Region outline entries:
[START]
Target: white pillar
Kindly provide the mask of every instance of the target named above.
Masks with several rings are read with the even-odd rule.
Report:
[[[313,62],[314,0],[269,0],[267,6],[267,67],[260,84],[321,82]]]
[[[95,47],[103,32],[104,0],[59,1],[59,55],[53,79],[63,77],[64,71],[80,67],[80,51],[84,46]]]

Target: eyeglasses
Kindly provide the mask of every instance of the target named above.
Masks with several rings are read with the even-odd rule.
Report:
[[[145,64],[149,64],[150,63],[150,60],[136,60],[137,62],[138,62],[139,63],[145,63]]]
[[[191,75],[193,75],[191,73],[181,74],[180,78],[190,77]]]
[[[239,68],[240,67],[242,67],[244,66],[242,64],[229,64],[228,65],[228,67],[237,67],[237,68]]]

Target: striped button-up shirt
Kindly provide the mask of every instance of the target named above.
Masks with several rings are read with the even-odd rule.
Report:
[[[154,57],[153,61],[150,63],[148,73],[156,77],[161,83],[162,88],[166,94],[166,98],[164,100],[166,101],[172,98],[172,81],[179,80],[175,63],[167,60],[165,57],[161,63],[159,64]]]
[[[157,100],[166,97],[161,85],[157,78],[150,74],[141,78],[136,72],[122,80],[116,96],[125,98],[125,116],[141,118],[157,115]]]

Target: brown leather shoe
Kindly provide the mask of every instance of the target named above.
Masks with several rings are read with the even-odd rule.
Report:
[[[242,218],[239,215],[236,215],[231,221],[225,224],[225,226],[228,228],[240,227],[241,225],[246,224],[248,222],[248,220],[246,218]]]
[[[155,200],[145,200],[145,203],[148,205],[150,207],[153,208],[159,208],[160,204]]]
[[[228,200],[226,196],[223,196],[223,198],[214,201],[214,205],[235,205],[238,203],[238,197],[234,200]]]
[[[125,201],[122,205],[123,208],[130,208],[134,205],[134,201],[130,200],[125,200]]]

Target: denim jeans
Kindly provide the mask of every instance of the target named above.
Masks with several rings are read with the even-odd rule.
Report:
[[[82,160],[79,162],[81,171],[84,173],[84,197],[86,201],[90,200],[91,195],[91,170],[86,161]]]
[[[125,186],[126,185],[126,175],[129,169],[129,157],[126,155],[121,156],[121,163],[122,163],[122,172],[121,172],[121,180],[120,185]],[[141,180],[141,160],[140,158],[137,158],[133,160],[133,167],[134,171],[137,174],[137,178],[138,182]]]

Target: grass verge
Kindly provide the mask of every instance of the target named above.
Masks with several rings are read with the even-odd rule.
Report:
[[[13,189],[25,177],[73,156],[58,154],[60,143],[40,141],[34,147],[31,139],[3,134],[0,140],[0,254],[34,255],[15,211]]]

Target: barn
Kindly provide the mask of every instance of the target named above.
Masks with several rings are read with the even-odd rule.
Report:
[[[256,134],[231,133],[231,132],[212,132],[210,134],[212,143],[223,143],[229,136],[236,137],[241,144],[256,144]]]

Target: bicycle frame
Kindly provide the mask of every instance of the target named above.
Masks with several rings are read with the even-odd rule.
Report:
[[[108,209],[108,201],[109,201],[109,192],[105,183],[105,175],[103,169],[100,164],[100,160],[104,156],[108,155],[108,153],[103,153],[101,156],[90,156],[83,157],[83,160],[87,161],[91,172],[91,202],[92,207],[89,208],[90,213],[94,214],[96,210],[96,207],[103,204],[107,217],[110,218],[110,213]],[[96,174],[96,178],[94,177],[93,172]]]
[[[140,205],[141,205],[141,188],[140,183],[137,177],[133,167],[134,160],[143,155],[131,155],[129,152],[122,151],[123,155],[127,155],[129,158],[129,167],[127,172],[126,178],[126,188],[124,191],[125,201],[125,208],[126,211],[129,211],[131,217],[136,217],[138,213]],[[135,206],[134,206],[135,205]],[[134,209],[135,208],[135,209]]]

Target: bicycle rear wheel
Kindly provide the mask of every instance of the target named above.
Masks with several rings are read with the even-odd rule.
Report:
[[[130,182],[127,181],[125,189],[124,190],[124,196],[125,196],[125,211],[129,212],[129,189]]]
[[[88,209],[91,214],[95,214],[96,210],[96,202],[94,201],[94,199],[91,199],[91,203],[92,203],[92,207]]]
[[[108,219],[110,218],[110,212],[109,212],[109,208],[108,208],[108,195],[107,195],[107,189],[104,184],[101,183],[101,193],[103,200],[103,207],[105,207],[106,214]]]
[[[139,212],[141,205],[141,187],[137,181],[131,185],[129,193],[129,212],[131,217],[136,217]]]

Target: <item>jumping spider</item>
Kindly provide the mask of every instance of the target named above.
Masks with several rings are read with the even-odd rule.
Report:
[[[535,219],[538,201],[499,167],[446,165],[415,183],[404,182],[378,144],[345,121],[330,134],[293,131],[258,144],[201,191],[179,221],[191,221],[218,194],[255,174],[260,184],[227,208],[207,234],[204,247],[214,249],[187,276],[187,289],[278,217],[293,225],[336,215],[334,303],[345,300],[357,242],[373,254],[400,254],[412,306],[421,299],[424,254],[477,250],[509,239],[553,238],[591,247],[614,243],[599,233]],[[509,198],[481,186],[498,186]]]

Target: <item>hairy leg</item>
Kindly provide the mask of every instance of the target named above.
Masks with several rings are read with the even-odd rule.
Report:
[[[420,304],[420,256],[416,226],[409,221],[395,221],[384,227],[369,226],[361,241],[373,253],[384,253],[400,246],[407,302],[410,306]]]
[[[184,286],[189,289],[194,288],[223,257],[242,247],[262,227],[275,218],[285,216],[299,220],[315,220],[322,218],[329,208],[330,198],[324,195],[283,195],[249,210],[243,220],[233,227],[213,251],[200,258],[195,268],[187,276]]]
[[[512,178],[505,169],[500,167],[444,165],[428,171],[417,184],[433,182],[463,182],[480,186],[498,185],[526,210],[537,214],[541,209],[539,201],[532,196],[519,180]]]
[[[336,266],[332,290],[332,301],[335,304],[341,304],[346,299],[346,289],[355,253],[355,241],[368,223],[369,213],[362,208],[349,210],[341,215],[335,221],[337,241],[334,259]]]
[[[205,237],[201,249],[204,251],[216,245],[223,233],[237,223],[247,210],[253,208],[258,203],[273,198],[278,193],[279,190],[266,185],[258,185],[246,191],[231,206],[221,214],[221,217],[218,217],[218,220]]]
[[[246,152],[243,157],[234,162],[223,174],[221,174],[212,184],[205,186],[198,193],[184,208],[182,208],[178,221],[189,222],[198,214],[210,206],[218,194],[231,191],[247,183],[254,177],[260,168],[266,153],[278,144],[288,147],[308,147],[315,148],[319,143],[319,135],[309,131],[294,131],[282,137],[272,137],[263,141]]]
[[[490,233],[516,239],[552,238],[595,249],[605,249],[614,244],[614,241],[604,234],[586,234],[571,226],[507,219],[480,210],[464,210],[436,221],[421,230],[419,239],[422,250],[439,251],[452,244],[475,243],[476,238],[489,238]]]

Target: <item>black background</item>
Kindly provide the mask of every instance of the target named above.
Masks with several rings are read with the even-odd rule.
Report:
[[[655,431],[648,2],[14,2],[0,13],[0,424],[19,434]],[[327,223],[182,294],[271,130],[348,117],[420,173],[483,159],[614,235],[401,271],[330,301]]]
[END]
# [What this task involves]
Can you reproduce every entry above word for word, keeping each line the same?

# [Result of the exercise]
Target: white pillar
Kindly provide the mask of every instance of the target named above.
Masks with several rings are read with the even-odd rule.
Report:
[[[313,62],[314,0],[269,0],[267,6],[267,67],[260,84],[321,82]]]
[[[95,47],[103,32],[104,0],[59,1],[59,55],[53,79],[63,77],[64,71],[80,67],[80,51],[84,46]]]

Target: eyeglasses
Kindly provide the mask of every instance of the target named above.
Masks with several rings are read with the even-odd rule.
Report:
[[[145,64],[149,64],[150,63],[150,60],[136,60],[137,62],[138,62],[139,63],[145,63]]]
[[[191,75],[193,75],[191,73],[181,74],[180,78],[190,77]]]
[[[239,68],[240,67],[242,67],[244,66],[242,64],[229,64],[228,65],[228,67],[237,67],[237,68]]]

Target: striped button-up shirt
Kindly provide the mask of every instance of the target named above.
Masks with several rings are read with the even-odd rule.
Report:
[[[154,57],[153,61],[150,63],[148,73],[156,77],[161,83],[162,88],[166,94],[166,98],[164,100],[166,101],[172,98],[172,81],[179,80],[175,63],[167,60],[165,57],[161,63],[159,64]]]
[[[157,100],[166,97],[161,85],[157,78],[150,74],[141,78],[136,72],[122,80],[116,96],[125,98],[125,116],[141,118],[157,115]]]

Target: brown leather shoe
Kindly provide the mask of every instance of the target named above.
Masks with several rings are read with the even-odd rule.
Report:
[[[242,218],[239,215],[236,215],[231,221],[225,224],[225,226],[228,228],[240,227],[241,225],[246,224],[248,222],[248,220],[246,218]]]
[[[155,200],[145,200],[145,203],[148,205],[150,207],[153,208],[159,208],[160,204]]]
[[[228,200],[226,196],[223,196],[223,198],[214,201],[214,205],[235,205],[238,203],[238,197],[234,200]]]
[[[125,201],[122,205],[123,208],[130,208],[134,205],[134,201],[130,200],[125,200]]]

Target: denim jeans
Kindly provide the mask of every instance of the target named above.
Masks with several rings are read with the even-odd rule.
Report:
[[[82,160],[79,162],[81,171],[84,173],[84,197],[86,201],[90,200],[91,195],[91,170],[86,161]]]
[[[125,186],[126,185],[126,175],[129,169],[129,157],[126,155],[121,156],[121,163],[122,163],[122,172],[121,172],[121,180],[120,185]],[[141,180],[141,160],[140,158],[137,158],[133,160],[133,167],[134,171],[137,174],[137,178],[138,182]]]

Target: grass verge
Kindly provide the mask of every instance of the target named above.
Masks with several rings are read with the even-odd rule.
Report:
[[[13,189],[25,177],[73,156],[58,154],[60,143],[40,141],[34,147],[31,139],[3,134],[0,140],[0,254],[34,255],[15,211]]]

Target: barn
Kindly provide the mask of every instance of the target named above.
Masks with several rings are read with the even-odd rule.
Report:
[[[256,134],[231,133],[231,132],[212,132],[210,134],[212,143],[223,143],[229,136],[236,137],[241,144],[256,144]]]

Target: bicycle frame
Kindly provide the mask of every instance of the target named above.
Masks with several rings are read with the even-odd rule.
Report:
[[[108,209],[108,201],[109,201],[109,192],[105,183],[105,175],[103,169],[100,164],[100,160],[104,156],[108,155],[108,153],[103,153],[101,156],[90,156],[83,157],[83,160],[87,161],[91,172],[91,202],[92,207],[89,208],[90,213],[94,214],[96,210],[96,207],[103,204],[107,217],[110,218],[110,213]],[[96,174],[96,178],[94,177],[93,172]]]
[[[140,205],[141,205],[141,188],[140,183],[137,177],[133,167],[134,160],[143,155],[131,155],[129,152],[122,151],[123,155],[127,155],[129,158],[129,167],[127,172],[126,178],[126,188],[124,191],[125,201],[125,208],[126,211],[129,211],[131,217],[136,217],[138,213]],[[135,206],[134,206],[135,205]],[[134,209],[135,208],[135,209]]]

Target: bicycle rear wheel
Kindly provide the mask of every instance of the target named above.
Masks with several rings are read with the even-odd rule.
Report:
[[[130,182],[127,181],[125,189],[124,190],[124,196],[125,196],[125,211],[129,212],[129,189]]]
[[[88,209],[91,214],[95,214],[96,210],[96,202],[94,201],[94,199],[91,199],[91,203],[92,203],[92,207]]]
[[[108,219],[110,218],[110,212],[109,212],[109,208],[108,208],[108,195],[107,195],[107,189],[104,184],[101,183],[101,193],[103,200],[103,207],[105,207],[106,214]]]
[[[139,212],[141,205],[141,187],[137,181],[131,185],[129,193],[129,212],[131,217],[136,217]]]

Target: <item>jumping spider</item>
Kindly provide the mask of every instance of the target named above.
Masks with several rings are read with the even-odd rule.
Report:
[[[535,219],[538,201],[499,167],[446,165],[415,183],[404,182],[378,144],[345,121],[330,134],[293,131],[258,144],[201,191],[179,221],[191,221],[218,194],[255,174],[260,184],[227,208],[207,234],[204,247],[214,249],[187,276],[187,289],[278,217],[293,225],[336,215],[334,303],[345,300],[357,242],[373,254],[400,254],[412,306],[421,299],[424,254],[477,250],[509,239],[553,238],[591,247],[614,243],[599,233]],[[509,198],[481,186],[498,186]]]

Target: <item>hairy leg</item>
Kindly provide the mask of every instance of the target named above.
Masks with several rings are read with the even-odd rule.
Report:
[[[420,304],[420,256],[416,226],[409,221],[395,221],[384,227],[369,226],[361,241],[373,253],[384,253],[400,246],[407,302],[410,306]]]
[[[184,286],[189,289],[194,288],[223,257],[242,247],[262,227],[275,218],[285,216],[299,220],[315,220],[322,218],[329,208],[330,198],[324,195],[283,195],[249,210],[243,220],[233,227],[213,251],[200,258],[195,268],[187,276]]]
[[[512,178],[505,169],[500,167],[444,165],[428,171],[417,184],[433,182],[463,182],[480,186],[498,185],[526,210],[537,214],[541,209],[539,201],[532,196],[519,180]]]
[[[336,266],[332,290],[332,301],[335,304],[341,304],[346,299],[346,289],[355,253],[355,241],[368,223],[369,213],[362,208],[349,210],[341,215],[335,221],[337,241],[334,259]]]
[[[205,237],[201,249],[204,251],[216,245],[223,233],[237,223],[247,210],[253,208],[258,203],[273,198],[278,193],[279,190],[266,185],[258,185],[246,191],[231,206],[221,214],[221,217],[218,217],[218,220]]]
[[[246,152],[243,157],[234,162],[223,174],[221,174],[212,184],[205,186],[198,193],[184,208],[182,208],[178,221],[189,222],[198,214],[210,206],[218,194],[231,191],[247,183],[254,177],[260,168],[266,153],[278,144],[288,147],[308,147],[315,148],[319,143],[319,135],[309,131],[294,131],[282,137],[272,137],[263,141]]]
[[[490,233],[516,239],[552,238],[595,249],[605,249],[614,244],[614,241],[604,234],[586,234],[571,226],[507,219],[480,210],[464,210],[436,221],[421,230],[419,239],[422,250],[439,251],[452,244],[475,243],[476,238],[489,238]]]

Target: <item>black background</item>
Kindly provide the mask of every instance of the target named above.
Masks with several rings are read with the even-odd rule.
Report:
[[[655,431],[648,2],[14,2],[0,13],[0,424],[19,434]],[[327,223],[182,294],[271,130],[348,117],[420,173],[483,159],[614,235],[401,271],[330,301]]]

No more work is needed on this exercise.